### EXCERPTED RECORDS

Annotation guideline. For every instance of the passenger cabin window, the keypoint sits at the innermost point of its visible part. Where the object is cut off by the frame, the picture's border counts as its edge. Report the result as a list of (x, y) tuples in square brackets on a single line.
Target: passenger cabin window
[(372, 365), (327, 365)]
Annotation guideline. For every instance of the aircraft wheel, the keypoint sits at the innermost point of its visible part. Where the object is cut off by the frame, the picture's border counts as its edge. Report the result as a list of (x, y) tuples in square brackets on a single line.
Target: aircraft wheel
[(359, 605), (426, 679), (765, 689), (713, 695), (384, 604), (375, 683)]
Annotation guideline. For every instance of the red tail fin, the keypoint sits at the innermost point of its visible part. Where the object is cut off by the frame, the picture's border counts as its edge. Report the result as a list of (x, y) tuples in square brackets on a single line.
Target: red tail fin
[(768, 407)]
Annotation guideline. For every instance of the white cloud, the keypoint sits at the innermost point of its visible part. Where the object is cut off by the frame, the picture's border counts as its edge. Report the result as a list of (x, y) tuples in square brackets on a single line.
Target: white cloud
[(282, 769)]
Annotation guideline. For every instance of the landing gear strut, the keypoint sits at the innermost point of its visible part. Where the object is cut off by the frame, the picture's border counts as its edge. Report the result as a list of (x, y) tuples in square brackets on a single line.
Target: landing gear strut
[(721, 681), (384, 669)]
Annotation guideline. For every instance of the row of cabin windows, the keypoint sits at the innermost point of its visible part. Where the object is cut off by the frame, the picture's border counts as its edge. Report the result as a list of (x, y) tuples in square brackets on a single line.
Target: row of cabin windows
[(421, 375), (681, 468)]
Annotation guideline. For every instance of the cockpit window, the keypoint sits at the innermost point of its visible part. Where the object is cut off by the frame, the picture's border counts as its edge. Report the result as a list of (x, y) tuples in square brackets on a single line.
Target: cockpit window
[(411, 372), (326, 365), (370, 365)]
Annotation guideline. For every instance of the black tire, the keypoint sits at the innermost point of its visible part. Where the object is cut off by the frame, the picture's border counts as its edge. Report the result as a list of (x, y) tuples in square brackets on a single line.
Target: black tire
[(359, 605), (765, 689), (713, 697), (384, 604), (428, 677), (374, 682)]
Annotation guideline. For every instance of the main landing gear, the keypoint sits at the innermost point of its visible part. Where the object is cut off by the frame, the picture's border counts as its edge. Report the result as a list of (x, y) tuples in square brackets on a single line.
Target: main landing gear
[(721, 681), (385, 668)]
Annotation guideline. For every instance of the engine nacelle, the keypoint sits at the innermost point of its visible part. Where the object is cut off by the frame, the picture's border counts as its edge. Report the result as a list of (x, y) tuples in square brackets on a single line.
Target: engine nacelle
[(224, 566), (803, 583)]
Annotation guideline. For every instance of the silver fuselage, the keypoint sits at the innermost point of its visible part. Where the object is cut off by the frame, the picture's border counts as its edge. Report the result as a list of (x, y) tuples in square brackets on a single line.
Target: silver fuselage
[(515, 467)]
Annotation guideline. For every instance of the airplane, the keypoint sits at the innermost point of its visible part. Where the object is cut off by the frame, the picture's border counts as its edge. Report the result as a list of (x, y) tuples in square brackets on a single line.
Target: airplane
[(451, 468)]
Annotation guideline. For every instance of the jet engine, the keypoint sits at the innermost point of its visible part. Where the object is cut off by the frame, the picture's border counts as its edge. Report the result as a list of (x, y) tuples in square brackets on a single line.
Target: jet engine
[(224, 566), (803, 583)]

######

Reproduce every line of the data above, unchanged.

§ **SOLVED EXERCISE**
Annotation guideline. For every instance of the passenger cabin window, the keypoint sits at the innermost point of its visible part. Where the object is cut off by the frame, the picture's border counts as its edge. Report the result as a list of (x, y) tuples in square brackets on a single line.
Target: passenger cabin window
[(372, 365), (327, 365)]
Annotation guideline. For every instance of the aircraft wheel, the keypoint sits at the innermost point of its visible part. Where the object is cut off by the frame, the picture's border counts as its edge. Report the result as a list of (x, y) tuples in square brackets on a single line.
Target: aircraft wheel
[(359, 605), (426, 679), (765, 689), (713, 695), (384, 604), (375, 683)]
Annotation guideline. For every instance of the red tail fin, the keypoint sits at the innermost point of its visible part. Where the object is cut off by the frame, the picture's border counts as its edge. Report the result as a list of (x, y) tuples in square brackets on a single line.
Target: red tail fin
[(768, 407)]
Annotation guideline. For every instance of the white cloud, the keypoint sits at the innermost point of its visible part. Where the object is cut off by the frame, the picture's border counts as its edge. Report the result as a list of (x, y) tuples in square brackets on a single line.
Target: white cloud
[(282, 769)]
Annotation guideline. For every instance of the landing gear strut, the keypoint sits at the innermost point of its visible part. Where the object is cut off by the frame, the picture's border counts as its edge. Report the result as a list of (x, y) tuples in square brackets on a single line.
Target: landing gear strut
[(721, 681), (384, 669)]
Annotation guideline. For every instance of the row of cabin windows, the keypoint sits at the innermost point of its visible part. Where the object is cut off by the frame, the picture's border counts as its edge. Report the result as a list of (x, y) tuples in square brackets on a single line.
Target: row of cabin windows
[(421, 375), (681, 468)]
Annotation guideline. For every instance of the cockpit window, the keypoint sits at the innermost point of its visible part. Where the object is cut off by the frame, the picture's border counts as its edge. Report the result as a list of (x, y) tuples in square brackets on a single line.
Target: cockpit window
[(411, 372), (326, 365), (370, 365)]
Annotation guideline. For every instance of the black tire, the keypoint sits at the innermost point of its visible part. Where the object is cut off by the frame, the picture's border counts as its edge. Report the result as a list of (x, y) tuples in square brackets on a single line.
Target: black tire
[(359, 605), (765, 689), (713, 697), (384, 604), (428, 677), (374, 682)]
Annotation guideline. For every instance of the main landing gear, the keypoint sits at the innermost point of its visible part. Where the object is cut off by the frame, the picture's border counts as its edge. Report the result as a list of (x, y) tuples in square brackets on a single line.
Target: main landing gear
[(721, 681), (385, 668)]
Annotation guideline. For every instance of the engine nacelle, the keypoint sits at the innermost point of its visible part. Where the object is cut off by the frame, the picture's border counts as its edge. Report the result as a list of (x, y) tuples in square brackets on a single line.
Target: engine nacelle
[(224, 566), (803, 583)]
Annotation guideline. For every instance of the silver fuselage, the keypoint sits at the innermost point of its visible part. Where the object is cut off by the frame, the picture's border counts as its edge. Report the result as a list of (x, y) tuples in square brackets on a single line.
Target: silver fuselage
[(515, 467)]
Annotation guideline. For every instance of the airplane, the keypoint sits at the innermost point of its visible part. Where the object is cut off by the frame, the picture's border counts as its edge. Report the result as a list of (x, y) tuples in square brackets on a single line.
Target: airplane
[(451, 468)]
Annotation guideline. For every instance of the jet engine, the keypoint sits at the innermost point of its visible part. Where the object is cut off by the frame, the picture's border counts as its edge. Report the result as a list of (x, y) tuples in square brackets on a single line.
Target: jet engine
[(224, 566), (803, 583)]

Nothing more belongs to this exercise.